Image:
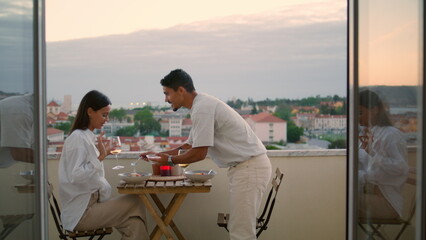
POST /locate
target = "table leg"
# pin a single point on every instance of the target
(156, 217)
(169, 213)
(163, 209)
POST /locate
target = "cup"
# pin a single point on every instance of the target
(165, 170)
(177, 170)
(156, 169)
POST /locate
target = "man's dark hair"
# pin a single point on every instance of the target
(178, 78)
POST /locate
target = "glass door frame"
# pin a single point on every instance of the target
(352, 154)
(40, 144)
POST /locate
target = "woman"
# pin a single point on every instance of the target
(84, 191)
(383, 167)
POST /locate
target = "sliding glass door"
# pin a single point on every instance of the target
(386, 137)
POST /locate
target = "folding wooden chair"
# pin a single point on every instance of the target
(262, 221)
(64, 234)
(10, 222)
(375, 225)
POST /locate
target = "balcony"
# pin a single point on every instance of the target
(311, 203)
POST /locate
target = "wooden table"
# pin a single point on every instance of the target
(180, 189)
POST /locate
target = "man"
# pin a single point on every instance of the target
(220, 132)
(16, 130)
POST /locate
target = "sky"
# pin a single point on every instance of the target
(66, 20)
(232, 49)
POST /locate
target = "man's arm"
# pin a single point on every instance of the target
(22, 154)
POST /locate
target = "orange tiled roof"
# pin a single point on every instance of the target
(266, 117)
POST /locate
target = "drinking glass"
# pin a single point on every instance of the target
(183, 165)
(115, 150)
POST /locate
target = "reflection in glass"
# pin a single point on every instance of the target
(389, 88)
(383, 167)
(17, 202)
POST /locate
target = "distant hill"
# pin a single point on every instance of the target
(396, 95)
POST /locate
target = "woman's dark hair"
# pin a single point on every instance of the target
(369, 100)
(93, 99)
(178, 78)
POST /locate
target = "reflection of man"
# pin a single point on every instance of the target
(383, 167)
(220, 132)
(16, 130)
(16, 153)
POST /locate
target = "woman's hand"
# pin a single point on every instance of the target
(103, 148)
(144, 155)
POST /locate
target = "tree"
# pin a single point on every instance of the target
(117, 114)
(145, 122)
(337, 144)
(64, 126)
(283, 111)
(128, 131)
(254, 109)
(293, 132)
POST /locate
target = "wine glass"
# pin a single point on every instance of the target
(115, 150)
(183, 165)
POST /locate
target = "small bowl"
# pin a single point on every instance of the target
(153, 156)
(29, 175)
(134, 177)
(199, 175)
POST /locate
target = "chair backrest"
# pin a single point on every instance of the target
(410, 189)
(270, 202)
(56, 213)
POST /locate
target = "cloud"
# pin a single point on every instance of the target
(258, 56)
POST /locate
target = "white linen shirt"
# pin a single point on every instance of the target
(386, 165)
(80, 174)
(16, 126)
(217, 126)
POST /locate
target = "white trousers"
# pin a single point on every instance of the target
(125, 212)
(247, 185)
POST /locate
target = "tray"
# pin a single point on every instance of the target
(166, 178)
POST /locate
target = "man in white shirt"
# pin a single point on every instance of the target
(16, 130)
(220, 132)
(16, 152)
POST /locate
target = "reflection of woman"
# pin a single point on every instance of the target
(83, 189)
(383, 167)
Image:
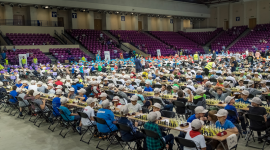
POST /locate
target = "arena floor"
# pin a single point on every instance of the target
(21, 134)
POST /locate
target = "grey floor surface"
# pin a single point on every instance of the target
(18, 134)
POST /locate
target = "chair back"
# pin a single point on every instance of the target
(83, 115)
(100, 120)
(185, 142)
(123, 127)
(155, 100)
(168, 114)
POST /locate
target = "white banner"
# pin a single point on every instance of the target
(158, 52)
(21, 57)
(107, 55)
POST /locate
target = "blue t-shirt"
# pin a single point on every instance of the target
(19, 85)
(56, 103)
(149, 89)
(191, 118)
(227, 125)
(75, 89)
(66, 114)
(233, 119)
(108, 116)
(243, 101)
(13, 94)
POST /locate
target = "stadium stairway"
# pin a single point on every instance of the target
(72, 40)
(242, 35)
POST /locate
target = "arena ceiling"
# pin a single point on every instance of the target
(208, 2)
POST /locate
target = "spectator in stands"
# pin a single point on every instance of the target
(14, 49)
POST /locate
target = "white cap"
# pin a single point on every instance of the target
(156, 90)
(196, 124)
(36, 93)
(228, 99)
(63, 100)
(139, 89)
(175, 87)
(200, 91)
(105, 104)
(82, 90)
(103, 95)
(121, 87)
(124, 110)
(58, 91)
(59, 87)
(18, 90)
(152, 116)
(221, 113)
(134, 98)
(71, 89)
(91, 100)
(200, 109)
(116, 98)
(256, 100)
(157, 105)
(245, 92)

• _BRIEF_
In the listing above, which lines include the string "chair"? Return every one of them.

• _WRITTEN REPLY_
target = "folding wooden chair"
target = "chair backrest"
target = "chair back"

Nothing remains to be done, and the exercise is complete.